::: Extrait du document :::

Repéré depuis longtemps, mais jamais encore lu ! Il a fallu attendre 2022 pour que je lise l’auteur belge Thomas Gunzig, avec son dernier roman « Le Sang des Bêtes ».
Tom, sorte de double fictionnel de l’auteur, est un gérant d’une boutique de compléments alimentaires pour bodybuilders, qui, en pleine crise de la cinquantaine, a beaucoup de mal à trouver un sens à sa vie. Rien ne le passionne vraiment, ni son métier, ni la musculation, ni sa famille. Son quotidien routinier est bouleversé quand et son fils, séparé de sa petite amie, et son père, veuf et atteint d’un cancer, viennent s’installer chez sa femme et lui. Un jour, Tom repère en face de son magasin une jeune femme maltraitée par un homme plus âgé : il s’interpose et recueille la jeune femme, qui lui tient des propos bien étranges…
Quel plaisir de lecture ! J’ai été tout de suite accrochée par ce récit, aux chapitres portant chacun le nom d’un muscle, que j’ai lu d’une traite. Tom, sous ses airs à la fois cyniques et désemparés, est un personnage touchant et attachant, et le style, simple mais efficace, est au service d’un livre au contenu bien plus riche qu’il n’y parait à première vue. Tom a une histoire familiale lourde : sa mère est morte dans une tragédie, et ses grands-parents paternels, juifs, ont été assassinés pendant la Shoah. Il a hérité de ce traumatisme, et s’est réfugié dans la musculation pour mettre à distance tout ce qui pourrait le désigner physiquement comme juif et donc potentielle victime.

::: Données brutes :::

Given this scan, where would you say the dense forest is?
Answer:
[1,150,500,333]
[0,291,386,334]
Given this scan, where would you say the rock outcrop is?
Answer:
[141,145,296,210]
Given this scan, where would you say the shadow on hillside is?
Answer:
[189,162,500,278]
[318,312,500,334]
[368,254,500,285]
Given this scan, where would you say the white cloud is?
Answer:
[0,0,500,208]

:::

#### Présentation de l'exercice:
D'après l'extrait du document, quel nom porte chacun des chapitres du roman « Le Sang des Bêtes » ?

#### Réponse:
Chaque chapitre porte le nom d'un muscle.